WHAT IS REQUIRED: Would you reproduce, word for word, only the lines from the one with "Pinpoint the blurred" to the end of the listing below?

Start of RECORDS TO USE

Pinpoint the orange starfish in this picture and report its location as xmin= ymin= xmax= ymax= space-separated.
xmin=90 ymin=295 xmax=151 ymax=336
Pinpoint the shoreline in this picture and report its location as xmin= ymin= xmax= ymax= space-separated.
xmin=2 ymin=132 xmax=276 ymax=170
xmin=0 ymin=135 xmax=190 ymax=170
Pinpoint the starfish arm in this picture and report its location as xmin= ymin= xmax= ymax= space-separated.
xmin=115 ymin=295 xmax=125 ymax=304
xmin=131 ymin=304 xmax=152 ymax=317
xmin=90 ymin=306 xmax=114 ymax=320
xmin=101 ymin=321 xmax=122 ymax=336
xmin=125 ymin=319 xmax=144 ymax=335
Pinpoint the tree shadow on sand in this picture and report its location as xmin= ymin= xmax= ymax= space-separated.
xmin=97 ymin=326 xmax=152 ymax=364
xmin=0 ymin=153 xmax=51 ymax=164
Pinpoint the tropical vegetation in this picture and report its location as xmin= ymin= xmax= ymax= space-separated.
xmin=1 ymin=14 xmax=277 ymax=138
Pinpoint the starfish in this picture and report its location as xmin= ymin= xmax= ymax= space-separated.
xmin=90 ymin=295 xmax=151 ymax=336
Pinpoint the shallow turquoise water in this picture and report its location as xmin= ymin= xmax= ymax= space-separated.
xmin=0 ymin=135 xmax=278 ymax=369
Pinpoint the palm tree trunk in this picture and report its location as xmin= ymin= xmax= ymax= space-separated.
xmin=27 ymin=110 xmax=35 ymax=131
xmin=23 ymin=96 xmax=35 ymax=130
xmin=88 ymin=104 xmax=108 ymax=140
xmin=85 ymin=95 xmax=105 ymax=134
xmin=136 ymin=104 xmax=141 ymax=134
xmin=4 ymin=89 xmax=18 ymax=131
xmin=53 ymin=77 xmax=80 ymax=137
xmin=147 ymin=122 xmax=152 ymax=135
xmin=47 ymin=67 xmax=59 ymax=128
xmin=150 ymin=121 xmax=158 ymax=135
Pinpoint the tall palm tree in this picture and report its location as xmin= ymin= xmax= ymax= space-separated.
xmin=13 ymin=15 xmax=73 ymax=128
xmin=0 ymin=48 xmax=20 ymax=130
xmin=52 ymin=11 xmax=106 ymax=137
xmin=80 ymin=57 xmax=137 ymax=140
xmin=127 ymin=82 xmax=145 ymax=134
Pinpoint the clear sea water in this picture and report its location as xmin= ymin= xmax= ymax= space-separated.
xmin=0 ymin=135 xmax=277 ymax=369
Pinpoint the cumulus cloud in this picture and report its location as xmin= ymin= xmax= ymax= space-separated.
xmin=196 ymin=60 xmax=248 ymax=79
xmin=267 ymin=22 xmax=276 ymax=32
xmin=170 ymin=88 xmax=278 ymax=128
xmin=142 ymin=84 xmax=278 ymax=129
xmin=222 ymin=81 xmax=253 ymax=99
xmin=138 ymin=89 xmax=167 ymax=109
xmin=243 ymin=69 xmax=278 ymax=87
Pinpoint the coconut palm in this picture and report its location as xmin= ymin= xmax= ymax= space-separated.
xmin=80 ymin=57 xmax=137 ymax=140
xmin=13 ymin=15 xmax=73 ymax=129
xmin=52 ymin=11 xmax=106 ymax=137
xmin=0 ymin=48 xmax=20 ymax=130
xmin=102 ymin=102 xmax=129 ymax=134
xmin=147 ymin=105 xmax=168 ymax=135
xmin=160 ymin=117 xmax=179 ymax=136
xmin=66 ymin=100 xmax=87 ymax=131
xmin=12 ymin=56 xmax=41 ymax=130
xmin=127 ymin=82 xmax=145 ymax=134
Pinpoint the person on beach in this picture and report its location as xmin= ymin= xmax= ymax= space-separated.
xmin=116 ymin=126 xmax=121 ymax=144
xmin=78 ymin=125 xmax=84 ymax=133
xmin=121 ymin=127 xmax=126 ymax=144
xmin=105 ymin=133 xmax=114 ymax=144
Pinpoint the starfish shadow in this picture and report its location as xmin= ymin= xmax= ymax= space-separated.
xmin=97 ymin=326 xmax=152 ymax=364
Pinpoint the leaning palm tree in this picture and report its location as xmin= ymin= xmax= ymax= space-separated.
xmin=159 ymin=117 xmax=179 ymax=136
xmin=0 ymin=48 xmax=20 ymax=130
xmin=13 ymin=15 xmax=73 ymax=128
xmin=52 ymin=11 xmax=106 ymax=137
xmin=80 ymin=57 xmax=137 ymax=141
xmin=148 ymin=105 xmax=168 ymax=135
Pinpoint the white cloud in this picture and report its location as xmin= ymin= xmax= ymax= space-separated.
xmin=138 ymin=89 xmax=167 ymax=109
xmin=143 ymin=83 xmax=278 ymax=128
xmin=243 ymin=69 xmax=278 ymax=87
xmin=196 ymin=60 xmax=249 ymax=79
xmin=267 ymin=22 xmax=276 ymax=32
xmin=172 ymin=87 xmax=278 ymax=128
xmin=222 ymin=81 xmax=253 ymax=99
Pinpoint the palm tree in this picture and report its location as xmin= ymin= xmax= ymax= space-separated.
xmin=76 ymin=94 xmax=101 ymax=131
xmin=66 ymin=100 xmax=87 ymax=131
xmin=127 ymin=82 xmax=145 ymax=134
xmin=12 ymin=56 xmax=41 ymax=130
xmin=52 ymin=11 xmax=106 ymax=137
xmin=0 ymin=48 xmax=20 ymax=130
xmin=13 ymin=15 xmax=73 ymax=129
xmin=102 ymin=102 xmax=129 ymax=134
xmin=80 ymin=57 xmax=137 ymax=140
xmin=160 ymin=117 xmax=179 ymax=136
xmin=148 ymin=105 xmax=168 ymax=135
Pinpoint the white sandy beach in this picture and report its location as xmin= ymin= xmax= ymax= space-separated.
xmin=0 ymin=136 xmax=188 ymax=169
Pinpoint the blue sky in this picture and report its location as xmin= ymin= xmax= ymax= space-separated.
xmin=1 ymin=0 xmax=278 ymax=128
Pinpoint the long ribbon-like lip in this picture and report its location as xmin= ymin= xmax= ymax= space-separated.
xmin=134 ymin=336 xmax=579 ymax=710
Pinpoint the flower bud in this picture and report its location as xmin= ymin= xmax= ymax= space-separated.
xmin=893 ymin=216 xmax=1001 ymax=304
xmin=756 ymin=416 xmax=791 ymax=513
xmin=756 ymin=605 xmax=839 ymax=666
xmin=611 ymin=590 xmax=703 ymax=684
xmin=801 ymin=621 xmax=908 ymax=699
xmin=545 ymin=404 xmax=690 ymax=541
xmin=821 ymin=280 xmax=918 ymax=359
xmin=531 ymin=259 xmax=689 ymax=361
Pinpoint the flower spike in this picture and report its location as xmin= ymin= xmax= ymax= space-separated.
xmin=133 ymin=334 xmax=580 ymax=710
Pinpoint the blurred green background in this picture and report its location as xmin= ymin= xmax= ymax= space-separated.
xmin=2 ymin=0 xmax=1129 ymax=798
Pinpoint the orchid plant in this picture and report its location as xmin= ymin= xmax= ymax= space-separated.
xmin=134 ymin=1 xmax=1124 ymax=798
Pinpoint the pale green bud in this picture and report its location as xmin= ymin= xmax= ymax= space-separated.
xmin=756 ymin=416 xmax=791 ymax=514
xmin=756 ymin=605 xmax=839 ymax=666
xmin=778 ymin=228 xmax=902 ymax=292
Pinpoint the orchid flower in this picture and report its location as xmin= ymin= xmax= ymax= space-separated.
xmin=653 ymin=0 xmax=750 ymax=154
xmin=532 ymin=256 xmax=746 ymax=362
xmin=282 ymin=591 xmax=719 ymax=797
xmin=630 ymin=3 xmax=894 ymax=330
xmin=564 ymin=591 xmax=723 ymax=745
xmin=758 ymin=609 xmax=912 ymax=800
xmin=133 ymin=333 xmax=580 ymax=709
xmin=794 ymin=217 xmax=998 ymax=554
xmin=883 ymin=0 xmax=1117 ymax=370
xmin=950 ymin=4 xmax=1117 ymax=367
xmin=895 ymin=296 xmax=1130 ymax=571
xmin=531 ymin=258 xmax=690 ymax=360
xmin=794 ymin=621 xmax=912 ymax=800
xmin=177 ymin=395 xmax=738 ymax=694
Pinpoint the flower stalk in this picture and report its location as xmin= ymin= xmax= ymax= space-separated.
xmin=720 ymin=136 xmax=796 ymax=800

End of RECORDS TO USE

WRITTEN ANSWER:
Pinpoint the blurred green background in this picture and report its location as xmin= ymin= xmax= ymax= space-separated.
xmin=2 ymin=0 xmax=1129 ymax=798
Pinpoint the orchid plant in this picture and report its location as xmin= ymin= xmax= ymax= space-separated.
xmin=134 ymin=1 xmax=1124 ymax=798
Pinpoint the pale green bud in this picture and report its location as xmin= ymin= xmax= ymax= space-separated.
xmin=756 ymin=416 xmax=791 ymax=514
xmin=756 ymin=605 xmax=839 ymax=666
xmin=778 ymin=228 xmax=902 ymax=292
Pinpoint the orchid flower in this picture and report its location as xmin= ymin= xmax= ymax= space-separated.
xmin=653 ymin=0 xmax=750 ymax=154
xmin=532 ymin=256 xmax=746 ymax=362
xmin=282 ymin=591 xmax=719 ymax=797
xmin=630 ymin=3 xmax=894 ymax=330
xmin=564 ymin=591 xmax=723 ymax=745
xmin=758 ymin=609 xmax=912 ymax=800
xmin=133 ymin=333 xmax=580 ymax=709
xmin=794 ymin=217 xmax=998 ymax=554
xmin=883 ymin=0 xmax=1117 ymax=370
xmin=950 ymin=4 xmax=1117 ymax=367
xmin=895 ymin=296 xmax=1130 ymax=571
xmin=531 ymin=258 xmax=690 ymax=360
xmin=794 ymin=621 xmax=912 ymax=800
xmin=177 ymin=395 xmax=738 ymax=694
Pinpoint the flower stalk in this picture and report its location as xmin= ymin= xmax= ymax= space-separated.
xmin=720 ymin=136 xmax=796 ymax=800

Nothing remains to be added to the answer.